»»
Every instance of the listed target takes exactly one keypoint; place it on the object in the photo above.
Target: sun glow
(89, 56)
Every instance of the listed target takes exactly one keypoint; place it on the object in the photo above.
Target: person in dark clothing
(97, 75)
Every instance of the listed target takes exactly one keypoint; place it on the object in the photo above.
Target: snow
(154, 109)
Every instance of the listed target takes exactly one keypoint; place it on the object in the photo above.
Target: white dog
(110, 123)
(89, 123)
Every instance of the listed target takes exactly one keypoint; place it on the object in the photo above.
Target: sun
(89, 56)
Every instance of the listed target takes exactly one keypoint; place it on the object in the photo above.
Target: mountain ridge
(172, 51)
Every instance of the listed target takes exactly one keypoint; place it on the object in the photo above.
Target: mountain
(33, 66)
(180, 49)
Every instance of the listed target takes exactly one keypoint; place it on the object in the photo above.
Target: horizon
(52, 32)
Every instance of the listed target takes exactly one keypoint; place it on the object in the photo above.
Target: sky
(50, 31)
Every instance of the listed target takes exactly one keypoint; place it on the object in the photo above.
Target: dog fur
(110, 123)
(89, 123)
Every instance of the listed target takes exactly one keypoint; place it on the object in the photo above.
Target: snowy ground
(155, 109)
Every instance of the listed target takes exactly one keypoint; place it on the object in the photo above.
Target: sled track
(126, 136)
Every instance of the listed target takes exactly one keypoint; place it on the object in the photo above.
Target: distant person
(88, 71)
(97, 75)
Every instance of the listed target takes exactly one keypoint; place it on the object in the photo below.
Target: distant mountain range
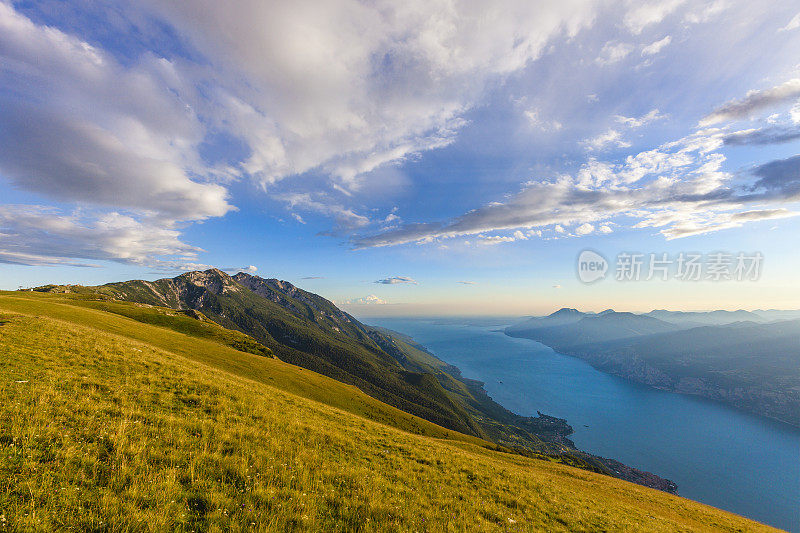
(748, 359)
(305, 329)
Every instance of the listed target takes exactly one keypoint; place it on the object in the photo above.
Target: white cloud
(678, 188)
(754, 102)
(792, 24)
(696, 225)
(645, 14)
(604, 140)
(613, 53)
(655, 47)
(366, 300)
(348, 86)
(345, 218)
(633, 122)
(707, 12)
(537, 122)
(494, 239)
(38, 235)
(86, 129)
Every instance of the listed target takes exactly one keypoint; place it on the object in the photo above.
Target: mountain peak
(213, 279)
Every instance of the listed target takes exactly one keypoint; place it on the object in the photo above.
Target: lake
(716, 454)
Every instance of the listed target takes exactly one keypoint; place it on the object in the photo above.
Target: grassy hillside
(111, 424)
(307, 330)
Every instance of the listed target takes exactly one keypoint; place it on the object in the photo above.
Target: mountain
(748, 364)
(307, 330)
(303, 329)
(699, 318)
(575, 328)
(752, 366)
(777, 314)
(124, 416)
(561, 317)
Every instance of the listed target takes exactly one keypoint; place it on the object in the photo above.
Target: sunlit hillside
(110, 424)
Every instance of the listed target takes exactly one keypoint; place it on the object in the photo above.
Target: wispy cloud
(366, 300)
(637, 122)
(611, 137)
(754, 102)
(656, 47)
(395, 280)
(614, 52)
(792, 24)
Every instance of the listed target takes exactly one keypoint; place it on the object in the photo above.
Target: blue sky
(403, 158)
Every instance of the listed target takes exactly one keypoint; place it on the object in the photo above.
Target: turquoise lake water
(716, 454)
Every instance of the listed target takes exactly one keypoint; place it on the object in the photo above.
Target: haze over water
(716, 454)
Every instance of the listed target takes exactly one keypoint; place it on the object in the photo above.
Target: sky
(407, 158)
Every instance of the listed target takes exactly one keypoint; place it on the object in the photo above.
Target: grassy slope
(304, 335)
(121, 425)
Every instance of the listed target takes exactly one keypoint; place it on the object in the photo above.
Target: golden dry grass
(99, 431)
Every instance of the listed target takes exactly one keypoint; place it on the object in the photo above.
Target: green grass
(108, 424)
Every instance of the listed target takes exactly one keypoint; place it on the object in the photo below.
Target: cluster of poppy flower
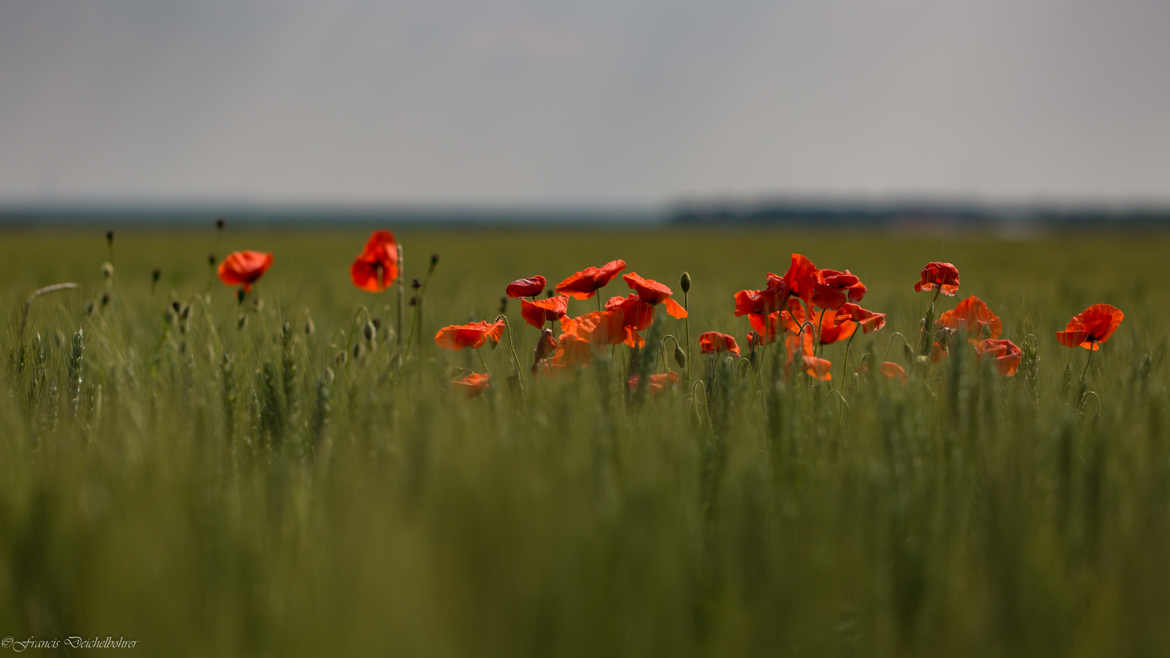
(807, 307)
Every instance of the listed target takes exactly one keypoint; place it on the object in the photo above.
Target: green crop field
(297, 475)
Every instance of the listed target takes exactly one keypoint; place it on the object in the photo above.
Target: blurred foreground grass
(217, 493)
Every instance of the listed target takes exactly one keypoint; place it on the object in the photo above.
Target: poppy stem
(686, 326)
(845, 363)
(820, 328)
(1087, 362)
(511, 347)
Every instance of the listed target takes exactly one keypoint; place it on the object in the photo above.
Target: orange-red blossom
(470, 335)
(243, 268)
(1091, 327)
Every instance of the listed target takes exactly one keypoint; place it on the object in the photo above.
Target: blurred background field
(215, 492)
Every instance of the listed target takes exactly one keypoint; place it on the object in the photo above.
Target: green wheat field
(273, 478)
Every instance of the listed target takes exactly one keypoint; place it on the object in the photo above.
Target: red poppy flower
(943, 275)
(527, 287)
(654, 293)
(1091, 327)
(868, 320)
(634, 312)
(377, 266)
(656, 383)
(597, 328)
(717, 342)
(538, 312)
(833, 288)
(243, 268)
(1005, 353)
(586, 282)
(470, 335)
(974, 316)
(800, 279)
(793, 316)
(473, 384)
(833, 328)
(892, 370)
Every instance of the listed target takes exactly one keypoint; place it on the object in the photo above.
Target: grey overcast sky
(579, 102)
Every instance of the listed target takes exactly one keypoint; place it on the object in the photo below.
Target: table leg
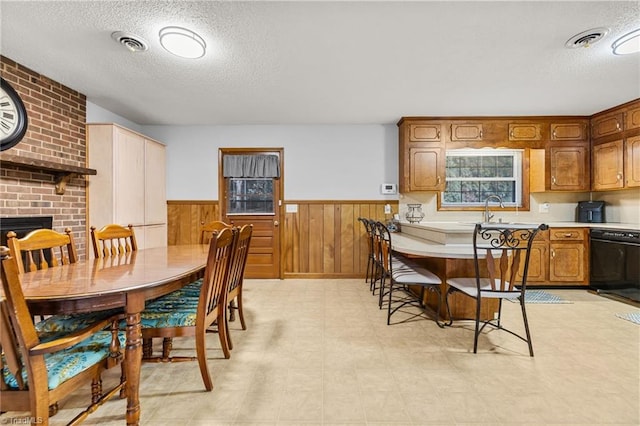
««
**WHAT THE TASK ASKS:** Print each entry exactly, leaving pictures out.

**RESPONSE TO THIS EXERCISE:**
Every instance of the listed target takes exactly one keypoint; place it on the object in the photo above.
Target: sun glow
(89, 56)
Every instance of the listed target takes exactly one keypoint; place it on the object in the photo above.
Target: person in dark clothing
(97, 75)
Every instance of the listed target takes exactly one keypoint; place it on the object in the photo above.
Target: snow
(154, 109)
Every instance of the listed target takes exactly one keypoint; place it on the object in the photo above.
Target: white dog
(110, 123)
(89, 123)
Every instance of the listed target takes exactly one keypoint; place it on the object in the photo above.
Target: sun
(89, 56)
Every instance of the listed target takes exactly one keypoint; place it on the object in the photo above.
Target: mountain ridge
(172, 51)
Every instance of the listed target takes exactly one keypoint; place it on the object in the photo above.
Target: mountain
(33, 66)
(180, 49)
Every instance of the listed target takes exactly one keypoint; place it on the object in the photo above.
Target: horizon
(52, 32)
Every instance of the listed target takes exactly one keypoint; place it on the object in the photo above.
Target: sky
(50, 31)
Every instance of the listed target takes exactly one keypoint; place it on the object in the photo above.
Target: dog fur
(110, 123)
(89, 123)
Every instance of the listed target takes exactly one keypoint; place it on the object in the photo above.
Target: snowy ground
(155, 109)
Every instance of the listed target takes exactly one keypoint; place it on the object in the photo above.
Target: sled track
(126, 136)
Every instance of the listed target takes exactly one keypoint; place it on the object in the photo above.
Target: distant person
(88, 71)
(97, 75)
Every instance of the listed target takes exactly one keypoint; place it on the object in the photo below.
Target: distant mountain range
(748, 359)
(305, 329)
Every instance of the listed target takes exactly one keypoint; place it on the object in the photo above.
Target: white cloud
(678, 188)
(754, 102)
(792, 24)
(696, 225)
(645, 14)
(604, 140)
(613, 53)
(655, 47)
(366, 300)
(348, 86)
(345, 218)
(633, 122)
(707, 12)
(537, 122)
(494, 239)
(38, 235)
(86, 129)
Every instance of the listed target takes exactly one keypoint; place it on the object in the photo above.
Target: mountain peak
(213, 279)
Every instance of the listed target takes exactly one keypoint; place it on the object in the photo above.
Target: lake
(716, 454)
Every instance of the listed target takes exactly one keypoint; place it on the object in the photo above.
Target: grassy hillside
(111, 424)
(307, 330)
Every instance of the listed target takes exactly one keypoint; place it on the object in the photo above.
Target: mountain
(748, 364)
(307, 330)
(303, 329)
(699, 318)
(575, 328)
(752, 366)
(777, 314)
(124, 416)
(561, 317)
Every instance of the listed target takes exactly one keypoint; place it on the object in the photo above.
Target: sunlit hillside
(110, 424)
Every instance of the listed target takes exactly one keypoint; place it on the object in the photo above.
Target: wispy cloud
(366, 300)
(637, 122)
(611, 137)
(754, 102)
(656, 47)
(395, 280)
(614, 52)
(792, 24)
Every instance of the listed target takes exactly one keypoint; place it on the object in the photo above.
Target: blue sky
(403, 158)
Every instance of the listed target takes exactly one keypoint; place it on the object in the photo above.
Target: turquoise lake water
(716, 454)
Every instance of the listed target takes exactly one keypoint; place it on the object in the photo above.
Target: haze over water
(716, 454)
Every instance of the listed target takes exactly one keypoint; place it on the object in the photo above.
Target: sky
(407, 158)
Every instance of the listed target takes exactly one keypoint; place it on the object in the photo above.
Target: grassy slope
(304, 335)
(121, 425)
Every instance of the listed target takes exactly one keypoint; place it on the object in the photo above.
Target: golden dry grass
(99, 431)
Every instance of the listed target takes exactly one keypoint; place it on the object in the photo above.
Target: green grass
(108, 424)
Every instance of the listed target takes exactly one keypoint; place it on the object in the photo below.
Target: cluster of poppy flower
(807, 307)
Every instance of the listed target takes exactly one keypoint; place it on the object in the photo above.
Target: green crop field
(297, 475)
Every instance of the listed target takes exactly one keypoint; place it on the object in the photo above.
Target: blurred foreground grass
(217, 493)
Every instance of the listed target takes exactly one keypoint; place it on the object in the photo above.
Target: poppy stem
(686, 326)
(845, 363)
(820, 328)
(1087, 362)
(511, 347)
Every instance of the listed target takes exactly one keypoint; place it on the object in the photo above.
Target: orange-red blossom
(470, 335)
(243, 268)
(1091, 327)
Every instance of the listed target takes exactly one keypoint; place it on the object in the photo above.
Target: blurred background field
(215, 492)
Every instance of the listed target takes exactly one keypoint; place it on the object in the photo above.
Target: green wheat field
(273, 478)
Every instance of the listed target takes exactly one keypoint; place it on the object in the photo above.
Target: red poppy flower
(943, 275)
(527, 287)
(654, 293)
(1091, 327)
(868, 320)
(634, 312)
(377, 266)
(656, 383)
(597, 328)
(717, 342)
(538, 312)
(833, 288)
(243, 268)
(1005, 353)
(586, 282)
(470, 335)
(974, 316)
(800, 279)
(793, 316)
(473, 384)
(833, 328)
(892, 370)
Every instance of the listed target takes exactly one keypoint; place it on the object in the photo above.
Target: grey overcast sky
(579, 102)
Every instance of the listed target takes exactly one keypoint; place it on the object in the photo below.
Target: table leg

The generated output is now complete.